## DESCRIPTION OF THE TASK
Every line of the data, first to last, must be written out unchanged.

[Saved entries]
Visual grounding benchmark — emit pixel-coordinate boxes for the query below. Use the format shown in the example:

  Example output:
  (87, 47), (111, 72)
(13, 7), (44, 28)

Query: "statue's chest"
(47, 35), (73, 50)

## ANSWER
Visual grounding benchmark — emit pixel-coordinate boxes for the query below. Use the format shown in the example:

  Example output:
  (87, 47), (111, 72)
(13, 7), (44, 28)

Query: "statue's chest"
(47, 35), (73, 50)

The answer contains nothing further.